**Set task 1:** Decide whether each statement about the joint text agrees with the text, answering yes or no and quoting the words that decide it. (a) The initial position of the joint node matters. (b) The constraints property defaults to an empty array. (c) In a pin joint, all angular axes are fixed.

The position on the body on which the joint operates is determined by the position of the joint relative to each body node. As such, the initial position of the joint node matters.

Document Property Summary

	Type	Description	Default value
constraints	object[]	Array of joint constraint objects.	Required, no default

Special Cases

While a generic joint type is very useful and extensible, it's also worth defining when a generic joint is equivalent to a special-purpose joint. These mappings can be used to convert to more optimized joint types if supported in a physics engine, or as simply a friendly name to display to a user.

In this chart, "fixed" means "constrained with lower and upper limits set to zero", and "free" means "not constrained".

Special case name	Description
Fixed / Weld Joint	All axes fixed.
Pin Joint	All linear axes fixed, all angular axes free.

**Set task 2:** Count the lines in the rows below that contain the string "target". Give only the number.

**Data to process:**
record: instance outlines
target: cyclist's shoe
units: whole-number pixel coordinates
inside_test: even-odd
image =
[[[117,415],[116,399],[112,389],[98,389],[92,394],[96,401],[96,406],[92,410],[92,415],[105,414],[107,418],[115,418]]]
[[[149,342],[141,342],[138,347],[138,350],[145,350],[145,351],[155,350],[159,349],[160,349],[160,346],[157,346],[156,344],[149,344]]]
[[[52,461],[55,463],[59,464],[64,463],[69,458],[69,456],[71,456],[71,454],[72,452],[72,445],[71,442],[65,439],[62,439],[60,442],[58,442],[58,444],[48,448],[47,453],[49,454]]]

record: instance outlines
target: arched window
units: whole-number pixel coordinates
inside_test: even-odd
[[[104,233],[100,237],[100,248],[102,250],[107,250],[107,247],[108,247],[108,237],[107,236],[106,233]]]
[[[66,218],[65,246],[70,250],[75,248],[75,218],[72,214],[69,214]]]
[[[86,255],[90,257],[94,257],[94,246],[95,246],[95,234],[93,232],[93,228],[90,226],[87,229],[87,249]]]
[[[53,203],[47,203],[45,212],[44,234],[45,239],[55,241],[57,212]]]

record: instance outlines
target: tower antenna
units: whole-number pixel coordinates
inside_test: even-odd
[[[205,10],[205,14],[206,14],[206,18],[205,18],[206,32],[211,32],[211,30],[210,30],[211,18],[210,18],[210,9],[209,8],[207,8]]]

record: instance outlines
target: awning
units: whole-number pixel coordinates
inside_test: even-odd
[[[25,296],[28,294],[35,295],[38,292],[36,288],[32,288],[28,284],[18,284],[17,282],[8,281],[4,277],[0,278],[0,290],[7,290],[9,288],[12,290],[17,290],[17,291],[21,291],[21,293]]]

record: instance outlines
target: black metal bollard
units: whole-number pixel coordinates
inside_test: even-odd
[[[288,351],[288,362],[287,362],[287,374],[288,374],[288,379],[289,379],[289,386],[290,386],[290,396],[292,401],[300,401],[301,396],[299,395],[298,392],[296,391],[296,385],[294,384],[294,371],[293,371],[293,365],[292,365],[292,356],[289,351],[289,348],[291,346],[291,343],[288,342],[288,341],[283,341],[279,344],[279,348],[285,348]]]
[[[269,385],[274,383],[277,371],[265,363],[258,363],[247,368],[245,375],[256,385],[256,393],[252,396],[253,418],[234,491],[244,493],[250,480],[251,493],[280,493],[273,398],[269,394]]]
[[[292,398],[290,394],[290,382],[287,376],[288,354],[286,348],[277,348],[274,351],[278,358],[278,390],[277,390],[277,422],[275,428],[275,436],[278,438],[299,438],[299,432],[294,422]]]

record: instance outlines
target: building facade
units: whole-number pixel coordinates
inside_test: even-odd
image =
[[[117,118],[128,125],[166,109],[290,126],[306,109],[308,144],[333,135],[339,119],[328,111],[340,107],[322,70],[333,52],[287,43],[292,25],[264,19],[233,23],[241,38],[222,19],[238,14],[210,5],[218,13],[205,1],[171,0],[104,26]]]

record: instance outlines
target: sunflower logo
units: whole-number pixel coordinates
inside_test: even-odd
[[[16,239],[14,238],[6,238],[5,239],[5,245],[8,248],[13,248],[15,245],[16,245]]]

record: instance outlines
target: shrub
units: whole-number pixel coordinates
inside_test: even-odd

**Task solution 1:**
(a) Yes: "As such, the initial position of the joint node matters."
(b) No: "Required, no default"
(c) No: "All linear axes fixed, all angular axes free."

**Task solution 2:** 8